■ To do
Copy the rows from the line containing "Report the location of every instance of the triangular" through the last row, swapping "storm cloud" for "rain cloud" and leaving everything else unchanged.

--- Start Provided records ---

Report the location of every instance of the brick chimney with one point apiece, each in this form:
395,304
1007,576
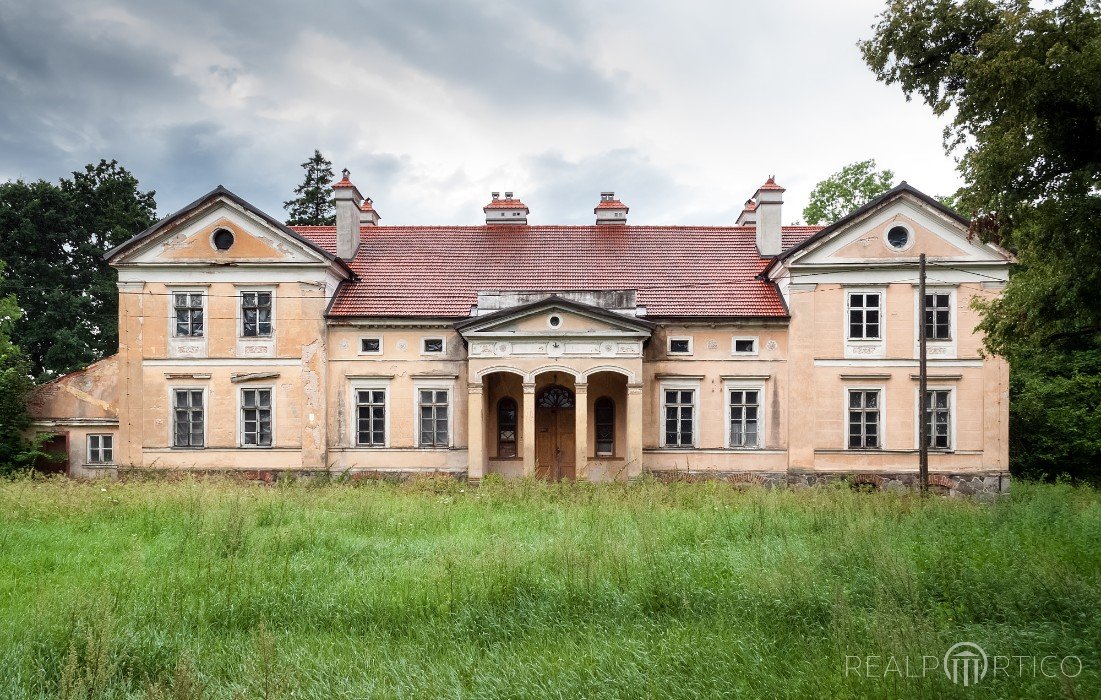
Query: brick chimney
508,210
610,209
348,214
770,198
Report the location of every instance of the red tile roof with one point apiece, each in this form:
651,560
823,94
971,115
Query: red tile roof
437,271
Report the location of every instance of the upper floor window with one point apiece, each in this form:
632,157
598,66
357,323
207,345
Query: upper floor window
864,309
744,416
863,418
604,424
100,449
257,417
938,418
507,427
188,417
257,314
938,316
187,307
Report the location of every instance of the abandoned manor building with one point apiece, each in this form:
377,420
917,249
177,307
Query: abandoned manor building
749,350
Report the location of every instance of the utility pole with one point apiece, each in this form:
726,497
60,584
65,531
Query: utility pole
923,430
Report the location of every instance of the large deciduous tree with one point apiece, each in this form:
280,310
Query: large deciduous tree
313,206
53,239
1021,84
850,188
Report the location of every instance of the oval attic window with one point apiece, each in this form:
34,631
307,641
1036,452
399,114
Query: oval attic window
898,237
222,239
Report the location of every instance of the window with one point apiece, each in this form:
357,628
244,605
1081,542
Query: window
897,237
188,314
679,417
744,409
603,417
434,417
863,419
744,346
507,427
938,316
188,420
864,315
255,314
938,418
100,449
371,417
257,417
679,346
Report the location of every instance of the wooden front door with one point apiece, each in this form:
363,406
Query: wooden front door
555,455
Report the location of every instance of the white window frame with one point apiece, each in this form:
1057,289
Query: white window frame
99,436
369,384
447,385
366,338
240,415
951,417
241,291
883,416
680,353
756,346
202,291
848,315
680,385
753,385
434,353
172,416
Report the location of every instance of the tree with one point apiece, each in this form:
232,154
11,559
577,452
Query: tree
1022,87
15,385
314,204
850,188
53,238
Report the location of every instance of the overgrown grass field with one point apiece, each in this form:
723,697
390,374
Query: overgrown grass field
215,589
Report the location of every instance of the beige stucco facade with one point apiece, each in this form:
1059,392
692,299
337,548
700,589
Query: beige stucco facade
356,394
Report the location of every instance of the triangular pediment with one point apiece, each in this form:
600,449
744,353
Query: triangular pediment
198,236
898,227
555,316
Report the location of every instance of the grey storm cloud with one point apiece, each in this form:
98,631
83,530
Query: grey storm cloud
434,104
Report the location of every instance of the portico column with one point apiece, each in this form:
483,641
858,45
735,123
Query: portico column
529,436
633,430
476,431
581,429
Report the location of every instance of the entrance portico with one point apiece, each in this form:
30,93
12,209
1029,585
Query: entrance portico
555,392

--- End Provided records ---

■ Answer to this exercise
Report the location of every instance of the triangular pediment with one point apiece, each in this form:
600,449
744,353
Query: triangular pediment
198,236
898,227
555,316
Report the location of every instance of the grey rain cloud with one point apiece, each in this form:
98,631
83,530
Query: grey rain cloud
434,104
Report the location of every instance of the portico column with one point apiece, each in this form:
483,641
858,45
735,123
Query: portico column
529,436
633,430
476,431
581,429
Report the location of every instance of the entrance portico with one point apiece, each in this form:
30,93
12,209
1029,585
Query: entrance portico
555,392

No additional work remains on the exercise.